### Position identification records
<<<<

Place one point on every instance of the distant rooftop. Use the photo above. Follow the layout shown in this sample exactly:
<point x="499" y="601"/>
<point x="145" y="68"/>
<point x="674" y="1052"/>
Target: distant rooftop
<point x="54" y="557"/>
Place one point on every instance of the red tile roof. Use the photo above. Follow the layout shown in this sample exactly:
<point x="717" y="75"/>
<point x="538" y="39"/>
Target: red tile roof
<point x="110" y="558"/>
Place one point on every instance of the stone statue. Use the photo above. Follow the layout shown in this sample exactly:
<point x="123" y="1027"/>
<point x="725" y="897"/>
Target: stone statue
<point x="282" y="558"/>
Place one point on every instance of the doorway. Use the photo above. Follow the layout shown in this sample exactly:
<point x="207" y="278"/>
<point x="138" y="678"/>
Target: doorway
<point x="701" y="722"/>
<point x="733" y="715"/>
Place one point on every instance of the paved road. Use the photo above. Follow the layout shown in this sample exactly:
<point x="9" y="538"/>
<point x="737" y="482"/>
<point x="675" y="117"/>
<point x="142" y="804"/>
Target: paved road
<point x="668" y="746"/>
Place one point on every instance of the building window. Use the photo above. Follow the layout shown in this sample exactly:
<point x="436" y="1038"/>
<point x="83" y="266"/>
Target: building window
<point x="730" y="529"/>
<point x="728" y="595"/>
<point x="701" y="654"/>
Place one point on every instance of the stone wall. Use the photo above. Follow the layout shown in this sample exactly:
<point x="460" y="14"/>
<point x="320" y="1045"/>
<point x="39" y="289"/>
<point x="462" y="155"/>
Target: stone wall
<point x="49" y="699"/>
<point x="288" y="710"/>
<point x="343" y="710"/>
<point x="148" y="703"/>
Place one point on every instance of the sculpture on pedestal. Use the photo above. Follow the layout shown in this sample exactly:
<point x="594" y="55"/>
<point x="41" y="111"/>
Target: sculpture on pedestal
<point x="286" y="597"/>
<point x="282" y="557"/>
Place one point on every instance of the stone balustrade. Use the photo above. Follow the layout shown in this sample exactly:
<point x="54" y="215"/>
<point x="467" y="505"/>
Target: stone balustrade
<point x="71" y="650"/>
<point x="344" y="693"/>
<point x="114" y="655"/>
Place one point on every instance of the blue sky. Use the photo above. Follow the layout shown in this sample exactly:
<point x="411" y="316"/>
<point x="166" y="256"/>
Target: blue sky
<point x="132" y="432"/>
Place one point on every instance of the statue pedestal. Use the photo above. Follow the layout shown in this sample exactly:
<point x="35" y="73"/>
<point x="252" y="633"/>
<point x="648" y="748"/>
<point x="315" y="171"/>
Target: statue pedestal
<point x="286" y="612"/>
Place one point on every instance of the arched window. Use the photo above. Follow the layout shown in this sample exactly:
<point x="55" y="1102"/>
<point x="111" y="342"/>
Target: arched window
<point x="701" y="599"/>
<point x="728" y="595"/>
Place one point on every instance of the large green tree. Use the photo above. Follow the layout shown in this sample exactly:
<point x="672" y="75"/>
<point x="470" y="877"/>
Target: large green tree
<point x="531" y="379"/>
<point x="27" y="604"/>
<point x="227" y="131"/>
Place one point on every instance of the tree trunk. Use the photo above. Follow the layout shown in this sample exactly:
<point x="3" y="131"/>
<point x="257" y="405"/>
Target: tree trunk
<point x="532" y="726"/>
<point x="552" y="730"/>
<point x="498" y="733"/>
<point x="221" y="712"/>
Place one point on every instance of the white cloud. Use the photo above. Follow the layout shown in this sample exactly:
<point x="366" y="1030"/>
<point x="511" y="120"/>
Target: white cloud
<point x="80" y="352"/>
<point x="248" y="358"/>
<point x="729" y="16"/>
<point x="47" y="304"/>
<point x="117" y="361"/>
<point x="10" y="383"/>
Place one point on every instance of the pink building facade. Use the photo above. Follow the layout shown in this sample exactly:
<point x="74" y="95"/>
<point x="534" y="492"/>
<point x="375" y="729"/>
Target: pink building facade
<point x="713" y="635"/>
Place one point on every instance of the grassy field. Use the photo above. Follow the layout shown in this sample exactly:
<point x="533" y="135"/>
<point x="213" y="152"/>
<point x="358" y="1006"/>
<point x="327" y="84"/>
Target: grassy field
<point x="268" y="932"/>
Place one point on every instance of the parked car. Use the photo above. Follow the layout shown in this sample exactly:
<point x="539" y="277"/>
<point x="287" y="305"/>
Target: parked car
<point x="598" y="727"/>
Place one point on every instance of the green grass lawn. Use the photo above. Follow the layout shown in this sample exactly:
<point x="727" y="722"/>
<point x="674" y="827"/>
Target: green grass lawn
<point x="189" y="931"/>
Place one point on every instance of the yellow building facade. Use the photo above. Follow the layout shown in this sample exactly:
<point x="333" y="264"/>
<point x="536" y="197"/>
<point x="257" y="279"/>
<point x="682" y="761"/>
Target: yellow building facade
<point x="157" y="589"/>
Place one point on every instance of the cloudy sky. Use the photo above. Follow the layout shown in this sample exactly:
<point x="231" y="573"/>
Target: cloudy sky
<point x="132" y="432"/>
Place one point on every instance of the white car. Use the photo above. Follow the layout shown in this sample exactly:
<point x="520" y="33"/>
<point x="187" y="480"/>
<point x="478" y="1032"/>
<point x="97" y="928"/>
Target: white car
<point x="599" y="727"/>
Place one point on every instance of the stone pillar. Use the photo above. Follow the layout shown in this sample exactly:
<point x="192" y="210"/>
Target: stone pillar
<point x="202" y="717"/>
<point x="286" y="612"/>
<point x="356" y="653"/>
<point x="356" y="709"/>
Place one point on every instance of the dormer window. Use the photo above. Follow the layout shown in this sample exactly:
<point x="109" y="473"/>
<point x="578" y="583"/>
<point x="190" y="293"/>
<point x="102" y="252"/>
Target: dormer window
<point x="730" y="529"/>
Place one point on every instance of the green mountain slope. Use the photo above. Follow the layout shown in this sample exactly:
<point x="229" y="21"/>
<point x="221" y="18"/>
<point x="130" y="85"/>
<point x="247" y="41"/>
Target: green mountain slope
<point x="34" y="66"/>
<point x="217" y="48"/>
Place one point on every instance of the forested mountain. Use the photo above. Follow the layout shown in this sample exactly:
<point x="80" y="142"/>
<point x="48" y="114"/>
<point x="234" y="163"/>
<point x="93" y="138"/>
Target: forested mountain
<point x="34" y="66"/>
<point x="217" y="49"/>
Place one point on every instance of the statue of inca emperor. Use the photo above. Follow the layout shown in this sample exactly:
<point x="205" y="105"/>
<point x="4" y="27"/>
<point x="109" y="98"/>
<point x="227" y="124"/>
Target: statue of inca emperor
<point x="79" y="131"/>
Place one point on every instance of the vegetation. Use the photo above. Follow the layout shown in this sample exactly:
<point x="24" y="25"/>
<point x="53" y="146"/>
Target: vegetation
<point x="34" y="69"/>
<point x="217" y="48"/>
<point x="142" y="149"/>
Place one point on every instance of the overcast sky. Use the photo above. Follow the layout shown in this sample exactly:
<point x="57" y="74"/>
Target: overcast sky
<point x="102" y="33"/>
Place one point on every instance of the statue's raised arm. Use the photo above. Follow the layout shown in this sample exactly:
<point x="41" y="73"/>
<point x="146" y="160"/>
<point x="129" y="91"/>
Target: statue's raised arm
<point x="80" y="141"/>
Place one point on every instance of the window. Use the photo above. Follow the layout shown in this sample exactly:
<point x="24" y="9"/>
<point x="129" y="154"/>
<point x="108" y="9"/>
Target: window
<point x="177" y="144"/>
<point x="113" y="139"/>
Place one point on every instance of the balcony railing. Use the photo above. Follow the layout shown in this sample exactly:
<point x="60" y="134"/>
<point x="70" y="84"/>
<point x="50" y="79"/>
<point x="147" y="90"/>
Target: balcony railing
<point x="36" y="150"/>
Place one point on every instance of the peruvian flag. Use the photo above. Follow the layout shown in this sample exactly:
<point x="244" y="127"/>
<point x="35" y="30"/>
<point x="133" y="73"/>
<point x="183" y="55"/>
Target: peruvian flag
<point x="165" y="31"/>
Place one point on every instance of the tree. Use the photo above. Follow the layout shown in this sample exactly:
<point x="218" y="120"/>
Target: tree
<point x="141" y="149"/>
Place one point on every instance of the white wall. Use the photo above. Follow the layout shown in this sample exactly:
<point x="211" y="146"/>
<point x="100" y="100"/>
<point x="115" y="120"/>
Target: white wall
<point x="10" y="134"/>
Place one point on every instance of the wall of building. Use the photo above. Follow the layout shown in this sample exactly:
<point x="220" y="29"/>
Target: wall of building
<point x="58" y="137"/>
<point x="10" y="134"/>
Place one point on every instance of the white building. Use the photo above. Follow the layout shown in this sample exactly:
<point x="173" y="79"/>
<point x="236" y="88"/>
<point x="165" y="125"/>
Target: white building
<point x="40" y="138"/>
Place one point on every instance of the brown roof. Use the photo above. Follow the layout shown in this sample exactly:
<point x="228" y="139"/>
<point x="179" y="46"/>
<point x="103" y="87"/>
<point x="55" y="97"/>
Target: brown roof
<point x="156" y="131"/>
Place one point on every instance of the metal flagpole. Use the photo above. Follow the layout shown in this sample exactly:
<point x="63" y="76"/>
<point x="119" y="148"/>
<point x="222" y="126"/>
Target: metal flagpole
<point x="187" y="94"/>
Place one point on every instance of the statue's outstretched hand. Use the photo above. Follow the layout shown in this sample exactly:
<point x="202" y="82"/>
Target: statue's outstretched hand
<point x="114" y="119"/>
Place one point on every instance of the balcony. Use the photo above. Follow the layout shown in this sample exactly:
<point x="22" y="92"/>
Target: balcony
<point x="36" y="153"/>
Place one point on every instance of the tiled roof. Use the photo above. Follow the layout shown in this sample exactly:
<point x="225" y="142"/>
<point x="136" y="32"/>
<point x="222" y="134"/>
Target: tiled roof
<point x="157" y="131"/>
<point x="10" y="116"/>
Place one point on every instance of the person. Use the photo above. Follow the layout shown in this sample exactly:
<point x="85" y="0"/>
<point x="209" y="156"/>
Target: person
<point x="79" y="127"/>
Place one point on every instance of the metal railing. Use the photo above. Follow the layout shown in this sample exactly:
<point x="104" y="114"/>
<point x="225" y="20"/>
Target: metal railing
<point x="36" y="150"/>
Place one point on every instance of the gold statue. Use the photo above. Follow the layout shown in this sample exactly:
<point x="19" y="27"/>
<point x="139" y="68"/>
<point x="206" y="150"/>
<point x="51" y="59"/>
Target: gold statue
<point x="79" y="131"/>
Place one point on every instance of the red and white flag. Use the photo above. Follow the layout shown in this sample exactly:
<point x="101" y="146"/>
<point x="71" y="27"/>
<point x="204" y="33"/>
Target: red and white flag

>>>>

### What is expected
Print only the lines from the one with "Place one point on every instance of the metal railing." to the end of the records, both included.

### Expected answer
Place one point on every instance of the metal railing. Use the photo above. Follow the layout shown in this sample exactly:
<point x="104" y="114"/>
<point x="225" y="20"/>
Target: metal railing
<point x="36" y="150"/>
Place one point on every instance of the gold statue. Use the photo above. Follow the layout shown in this sample exactly:
<point x="19" y="27"/>
<point x="139" y="68"/>
<point x="206" y="150"/>
<point x="51" y="59"/>
Target: gold statue
<point x="79" y="131"/>
Place one point on every instance of the red and white flag. Use the photo above. Follow the layout shown in this sample exactly:
<point x="101" y="146"/>
<point x="71" y="27"/>
<point x="204" y="33"/>
Target: red and white flag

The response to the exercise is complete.